_Work to complete_: Please rewrite the part that opens with the line containing "Find the forehead" and closes with the line containing "[(333, 321)]", both included, as a Markdown table with the columns Row and Line. Number each line in Row and leave out any blank lines.

_Supplied data_:
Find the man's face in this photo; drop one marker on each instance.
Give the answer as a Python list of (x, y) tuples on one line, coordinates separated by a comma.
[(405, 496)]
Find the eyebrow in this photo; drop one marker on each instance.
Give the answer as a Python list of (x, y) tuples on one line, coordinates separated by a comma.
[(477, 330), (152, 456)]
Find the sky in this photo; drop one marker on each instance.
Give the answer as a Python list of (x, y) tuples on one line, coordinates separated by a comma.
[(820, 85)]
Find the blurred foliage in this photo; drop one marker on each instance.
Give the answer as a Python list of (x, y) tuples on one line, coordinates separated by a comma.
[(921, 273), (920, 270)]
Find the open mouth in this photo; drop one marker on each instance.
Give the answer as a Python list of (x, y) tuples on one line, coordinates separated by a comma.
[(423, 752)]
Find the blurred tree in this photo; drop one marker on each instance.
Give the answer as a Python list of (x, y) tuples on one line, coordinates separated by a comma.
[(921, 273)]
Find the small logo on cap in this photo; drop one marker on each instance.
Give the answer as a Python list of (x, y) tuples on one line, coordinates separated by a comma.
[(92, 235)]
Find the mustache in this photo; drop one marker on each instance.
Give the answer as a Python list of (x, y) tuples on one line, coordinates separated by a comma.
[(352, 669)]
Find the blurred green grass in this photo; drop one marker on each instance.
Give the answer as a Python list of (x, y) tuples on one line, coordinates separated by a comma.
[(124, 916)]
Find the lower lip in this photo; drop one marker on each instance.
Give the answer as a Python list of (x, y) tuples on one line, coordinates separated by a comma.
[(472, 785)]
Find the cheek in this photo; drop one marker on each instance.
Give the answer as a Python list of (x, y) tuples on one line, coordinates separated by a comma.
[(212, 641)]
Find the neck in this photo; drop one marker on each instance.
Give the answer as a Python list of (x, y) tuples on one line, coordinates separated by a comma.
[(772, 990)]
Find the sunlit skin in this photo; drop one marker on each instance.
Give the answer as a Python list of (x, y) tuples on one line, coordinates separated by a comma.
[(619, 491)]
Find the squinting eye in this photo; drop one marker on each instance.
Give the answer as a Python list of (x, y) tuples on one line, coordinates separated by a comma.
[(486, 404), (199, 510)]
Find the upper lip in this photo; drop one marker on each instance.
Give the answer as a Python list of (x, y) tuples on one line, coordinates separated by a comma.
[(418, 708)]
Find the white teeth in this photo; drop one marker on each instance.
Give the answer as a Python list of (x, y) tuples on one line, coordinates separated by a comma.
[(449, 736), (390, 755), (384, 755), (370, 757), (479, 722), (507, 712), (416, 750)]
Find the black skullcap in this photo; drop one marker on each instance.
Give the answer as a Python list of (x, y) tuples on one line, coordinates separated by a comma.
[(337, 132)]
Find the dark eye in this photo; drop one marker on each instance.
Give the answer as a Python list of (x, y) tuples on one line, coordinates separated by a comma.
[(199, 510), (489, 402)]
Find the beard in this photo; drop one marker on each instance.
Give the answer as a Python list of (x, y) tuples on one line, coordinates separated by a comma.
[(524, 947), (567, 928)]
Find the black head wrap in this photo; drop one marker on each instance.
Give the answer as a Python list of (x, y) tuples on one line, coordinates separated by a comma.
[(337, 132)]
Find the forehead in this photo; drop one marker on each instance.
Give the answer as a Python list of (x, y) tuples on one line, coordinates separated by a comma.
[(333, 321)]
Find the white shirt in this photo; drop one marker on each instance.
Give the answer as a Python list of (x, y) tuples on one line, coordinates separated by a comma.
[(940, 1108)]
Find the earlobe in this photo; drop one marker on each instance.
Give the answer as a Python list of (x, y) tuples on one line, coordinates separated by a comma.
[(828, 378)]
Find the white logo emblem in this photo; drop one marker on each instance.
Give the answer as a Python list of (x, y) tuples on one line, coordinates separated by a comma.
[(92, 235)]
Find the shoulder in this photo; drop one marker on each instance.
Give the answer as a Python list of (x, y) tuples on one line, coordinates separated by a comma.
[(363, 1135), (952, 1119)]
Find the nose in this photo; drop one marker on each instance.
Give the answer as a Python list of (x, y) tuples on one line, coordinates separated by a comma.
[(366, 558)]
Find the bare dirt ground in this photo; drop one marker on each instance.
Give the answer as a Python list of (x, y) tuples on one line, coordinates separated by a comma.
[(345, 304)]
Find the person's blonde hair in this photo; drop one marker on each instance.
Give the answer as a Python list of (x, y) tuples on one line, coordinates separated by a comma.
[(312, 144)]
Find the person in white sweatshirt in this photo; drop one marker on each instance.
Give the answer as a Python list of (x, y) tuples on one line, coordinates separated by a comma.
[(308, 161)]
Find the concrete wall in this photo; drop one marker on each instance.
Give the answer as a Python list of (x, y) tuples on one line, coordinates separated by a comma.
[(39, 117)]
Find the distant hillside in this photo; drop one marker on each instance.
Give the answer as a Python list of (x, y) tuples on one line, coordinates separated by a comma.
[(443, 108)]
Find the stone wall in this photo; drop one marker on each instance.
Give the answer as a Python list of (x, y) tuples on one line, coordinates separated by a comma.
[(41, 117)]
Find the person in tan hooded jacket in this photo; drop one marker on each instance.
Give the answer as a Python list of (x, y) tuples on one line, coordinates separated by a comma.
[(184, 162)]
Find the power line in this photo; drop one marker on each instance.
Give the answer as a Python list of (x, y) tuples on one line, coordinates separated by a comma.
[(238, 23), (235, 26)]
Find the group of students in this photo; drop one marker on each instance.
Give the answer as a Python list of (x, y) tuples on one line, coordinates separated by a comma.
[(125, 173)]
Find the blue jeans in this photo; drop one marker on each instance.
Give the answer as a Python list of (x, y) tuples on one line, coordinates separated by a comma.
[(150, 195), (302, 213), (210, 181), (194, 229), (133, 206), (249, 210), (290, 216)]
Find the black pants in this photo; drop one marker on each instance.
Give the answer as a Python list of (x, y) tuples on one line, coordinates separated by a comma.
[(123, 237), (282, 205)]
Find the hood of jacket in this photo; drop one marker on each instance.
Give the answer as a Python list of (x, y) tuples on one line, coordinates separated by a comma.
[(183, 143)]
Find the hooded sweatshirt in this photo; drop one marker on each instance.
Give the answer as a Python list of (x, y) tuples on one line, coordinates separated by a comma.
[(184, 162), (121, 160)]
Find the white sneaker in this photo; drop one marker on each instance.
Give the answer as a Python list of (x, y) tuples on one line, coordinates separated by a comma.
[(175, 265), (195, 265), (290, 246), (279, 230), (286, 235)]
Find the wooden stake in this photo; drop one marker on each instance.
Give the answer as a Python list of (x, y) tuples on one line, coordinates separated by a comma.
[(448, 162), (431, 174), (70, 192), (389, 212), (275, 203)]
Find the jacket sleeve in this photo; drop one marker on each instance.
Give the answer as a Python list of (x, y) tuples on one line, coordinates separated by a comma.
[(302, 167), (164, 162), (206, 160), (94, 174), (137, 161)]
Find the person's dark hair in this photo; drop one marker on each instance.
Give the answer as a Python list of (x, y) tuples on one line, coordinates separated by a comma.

_Exercise result_:
| Row | Line |
|---|---|
| 1 | Find the forehead in this photo; drop one marker on each instance. |
| 2 | Give the answer as a Python list of (x, y) tuples on one line, coordinates separated by a comma. |
| 3 | [(333, 321)] |